Problem to solve –
Every line of the records below should be restated exactly.

Some records –
[start]

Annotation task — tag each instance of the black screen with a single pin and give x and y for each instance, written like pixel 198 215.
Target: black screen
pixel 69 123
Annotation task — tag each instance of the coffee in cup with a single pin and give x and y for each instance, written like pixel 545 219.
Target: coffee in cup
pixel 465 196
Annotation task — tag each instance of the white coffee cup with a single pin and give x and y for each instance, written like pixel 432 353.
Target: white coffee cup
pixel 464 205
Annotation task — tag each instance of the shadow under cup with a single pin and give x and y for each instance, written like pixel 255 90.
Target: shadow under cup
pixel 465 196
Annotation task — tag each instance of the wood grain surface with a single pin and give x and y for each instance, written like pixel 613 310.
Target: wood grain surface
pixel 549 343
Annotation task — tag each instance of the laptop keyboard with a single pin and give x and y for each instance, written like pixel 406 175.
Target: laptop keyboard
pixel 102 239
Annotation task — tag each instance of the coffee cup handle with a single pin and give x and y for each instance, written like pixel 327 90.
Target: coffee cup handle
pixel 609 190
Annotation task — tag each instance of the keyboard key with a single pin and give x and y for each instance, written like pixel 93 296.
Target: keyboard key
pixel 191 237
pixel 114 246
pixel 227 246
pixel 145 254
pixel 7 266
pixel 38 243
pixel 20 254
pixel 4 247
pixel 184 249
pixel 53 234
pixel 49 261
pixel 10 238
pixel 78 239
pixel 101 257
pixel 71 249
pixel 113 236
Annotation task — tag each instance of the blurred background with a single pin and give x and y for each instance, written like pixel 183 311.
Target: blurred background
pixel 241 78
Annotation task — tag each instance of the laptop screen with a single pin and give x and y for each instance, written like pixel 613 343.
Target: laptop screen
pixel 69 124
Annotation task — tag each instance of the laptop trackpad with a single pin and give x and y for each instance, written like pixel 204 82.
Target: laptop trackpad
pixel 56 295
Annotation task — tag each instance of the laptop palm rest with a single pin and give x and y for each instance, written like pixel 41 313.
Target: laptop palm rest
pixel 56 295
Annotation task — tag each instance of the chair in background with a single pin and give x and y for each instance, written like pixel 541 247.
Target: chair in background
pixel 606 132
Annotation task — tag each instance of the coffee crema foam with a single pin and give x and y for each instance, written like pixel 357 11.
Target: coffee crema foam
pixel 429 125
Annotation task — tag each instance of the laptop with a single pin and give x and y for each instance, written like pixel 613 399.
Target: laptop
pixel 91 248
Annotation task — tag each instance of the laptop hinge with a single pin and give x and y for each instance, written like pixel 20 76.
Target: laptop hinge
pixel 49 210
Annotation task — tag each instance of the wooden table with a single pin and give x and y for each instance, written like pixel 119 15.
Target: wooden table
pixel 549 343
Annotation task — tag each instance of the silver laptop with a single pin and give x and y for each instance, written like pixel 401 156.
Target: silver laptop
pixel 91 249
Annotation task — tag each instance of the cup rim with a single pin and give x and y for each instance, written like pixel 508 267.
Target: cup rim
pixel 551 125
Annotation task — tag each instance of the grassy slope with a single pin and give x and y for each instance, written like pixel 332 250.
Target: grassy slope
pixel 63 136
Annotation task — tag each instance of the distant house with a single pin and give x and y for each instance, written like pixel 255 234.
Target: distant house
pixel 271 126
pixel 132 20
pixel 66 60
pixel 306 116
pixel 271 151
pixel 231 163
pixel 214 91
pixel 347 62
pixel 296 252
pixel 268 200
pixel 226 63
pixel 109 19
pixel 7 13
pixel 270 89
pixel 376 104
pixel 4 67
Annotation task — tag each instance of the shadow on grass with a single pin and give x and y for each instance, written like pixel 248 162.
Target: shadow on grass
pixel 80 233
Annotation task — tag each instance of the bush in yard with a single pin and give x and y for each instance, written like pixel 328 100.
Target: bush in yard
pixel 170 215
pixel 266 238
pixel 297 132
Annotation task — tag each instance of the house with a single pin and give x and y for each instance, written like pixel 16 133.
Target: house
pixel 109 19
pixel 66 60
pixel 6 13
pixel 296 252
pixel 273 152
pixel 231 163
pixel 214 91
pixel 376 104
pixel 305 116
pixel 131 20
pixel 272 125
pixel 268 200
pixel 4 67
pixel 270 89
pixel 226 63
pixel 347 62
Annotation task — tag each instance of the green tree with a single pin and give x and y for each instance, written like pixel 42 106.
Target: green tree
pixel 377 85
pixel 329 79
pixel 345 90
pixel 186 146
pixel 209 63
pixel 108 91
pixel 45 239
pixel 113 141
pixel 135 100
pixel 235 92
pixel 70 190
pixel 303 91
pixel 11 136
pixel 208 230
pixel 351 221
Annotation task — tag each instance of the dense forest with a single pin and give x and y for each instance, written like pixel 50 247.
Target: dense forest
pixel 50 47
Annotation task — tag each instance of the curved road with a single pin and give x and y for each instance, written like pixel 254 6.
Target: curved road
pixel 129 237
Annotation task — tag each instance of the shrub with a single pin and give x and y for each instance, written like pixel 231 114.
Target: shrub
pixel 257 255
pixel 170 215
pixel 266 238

[end]

Solved problem –
Annotation task — tag each instance of the black screen with a single pin and give x and y for each instance, written like pixel 198 215.
Target: black screen
pixel 69 123
Annotation task — tag each instance of the coffee in cup with a single pin and give x and y for each instance, written like pixel 545 219.
Target: coffee in cup
pixel 465 196
Annotation task — tag each instance of the white coffee cup with a single pin and give x and y for each instance, written like pixel 432 353.
Target: white coffee cup
pixel 464 205
Annotation task — tag each instance of the shadow under cup with a single pin and give x and y for each instance, written like pixel 255 90.
Target: shadow under cup
pixel 465 196
Annotation task — tag each instance of the wood grain surface with a single pin and give x and y for each instance, written like pixel 613 310.
Target: wood grain surface
pixel 549 343
Annotation task — tag each instance of the laptop keyboard with a single pin and give x and y for each instance, written like pixel 406 175.
Target: laptop keyboard
pixel 102 239
Annotation task — tag each instance of the coffee cup handle with a single pin and give x and y for each instance, written like pixel 327 90.
Target: coffee cup handle
pixel 609 190
Annotation task — tag each instance of the keyboard key with a single pin and give x and y for each instance, written like pixel 93 296.
Target: keyboard key
pixel 191 237
pixel 114 246
pixel 227 246
pixel 145 254
pixel 7 266
pixel 38 243
pixel 20 254
pixel 4 247
pixel 184 249
pixel 53 234
pixel 49 261
pixel 10 238
pixel 78 239
pixel 101 257
pixel 71 249
pixel 113 236
Annotation task — tag each instance of the blurred background with a single pin and give x and y for each instance, written like pixel 183 311.
Target: blurred background
pixel 241 78
Annotation task — tag each instance of the laptop screen with a single pin and give x and y for each instance, written like pixel 613 343.
Target: laptop screen
pixel 69 124
Annotation task — tag each instance of the laptop trackpad with a single pin and give x and y for each instance, written like pixel 204 82.
Target: laptop trackpad
pixel 56 295
Annotation task — tag each instance of the laptop palm rest with a single pin and give x and y for each instance, written like pixel 41 313.
Target: laptop palm rest
pixel 56 295
Annotation task — tag each instance of the chair in background with a single pin and give x and y for each instance, written like pixel 541 247.
Target: chair in background
pixel 606 132
Annotation task — tag each instance of the coffee crema foam with a single pin and give x and y for each instance, written like pixel 357 11.
Target: coffee crema foam
pixel 429 125
Annotation task — tag each instance of the laptop with a single pin and give x and y for each instance, written like pixel 613 399.
Target: laptop
pixel 91 248
Annotation task — tag each instance of the laptop hinge with a single pin and give x and y for each instance, written like pixel 20 76.
Target: laptop hinge
pixel 49 210
Annotation task — tag each instance of the wooden table with a single pin and give x and y for each instance, written like pixel 119 15.
Target: wooden table
pixel 549 343
Annotation task — tag each instance of the silver laptop with a single pin and give x and y for each instance, written like pixel 401 156.
Target: silver laptop
pixel 91 249
Annotation task — tag each instance of the cup rim with a single pin and give x and y for each instance, written like pixel 508 267.
Target: cup rim
pixel 551 125
Annotation task — tag each instance of the grassy slope with a single pin and give x and y for each instance, written like pixel 332 250.
Target: grassy slope
pixel 63 136
Annotation task — tag each instance of the distant house with a single pin and give x and y for each instance, written like pixel 255 234.
Target: distant house
pixel 271 126
pixel 132 20
pixel 66 60
pixel 306 116
pixel 271 151
pixel 231 163
pixel 214 91
pixel 347 62
pixel 296 252
pixel 268 200
pixel 226 63
pixel 109 19
pixel 7 13
pixel 270 89
pixel 376 104
pixel 4 67
Annotation task — tag each instance of the shadow on grass with a single pin and give x and y for each instance, written like pixel 248 162.
Target: shadow on grass
pixel 80 233
Annotation task — tag each instance of the bush in yard with a single pin and give x and y for each instance, written like pixel 328 100.
Target: bush in yard
pixel 170 215
pixel 266 238
pixel 297 132
Annotation task — tag each instance of the house with a single pin and give x and y for each instance, written like pixel 16 133.
Target: house
pixel 109 19
pixel 66 60
pixel 6 13
pixel 296 252
pixel 273 152
pixel 231 163
pixel 214 91
pixel 376 104
pixel 305 116
pixel 131 20
pixel 272 125
pixel 268 200
pixel 4 67
pixel 270 89
pixel 226 63
pixel 347 62
Annotation task — tag each instance of the green tree with a single pin and give x and y for each instance, written like pixel 42 106.
Target: green tree
pixel 377 85
pixel 329 79
pixel 345 90
pixel 186 146
pixel 209 63
pixel 108 91
pixel 45 239
pixel 113 141
pixel 135 100
pixel 235 92
pixel 70 190
pixel 303 91
pixel 11 136
pixel 208 230
pixel 351 221
Annotation task — tag each instance of the dense forest with a single pin and give x and y for each instance, written like pixel 50 247.
Target: dense forest
pixel 50 47
Annotation task — tag each instance of the curved road with a single pin and give x and y for each instance, written like pixel 254 6.
Target: curved road
pixel 129 237
Annotation task — tag each instance of the shrub with a single pin and give x and y for each instance, written like pixel 231 114.
Target: shrub
pixel 257 255
pixel 170 215
pixel 266 238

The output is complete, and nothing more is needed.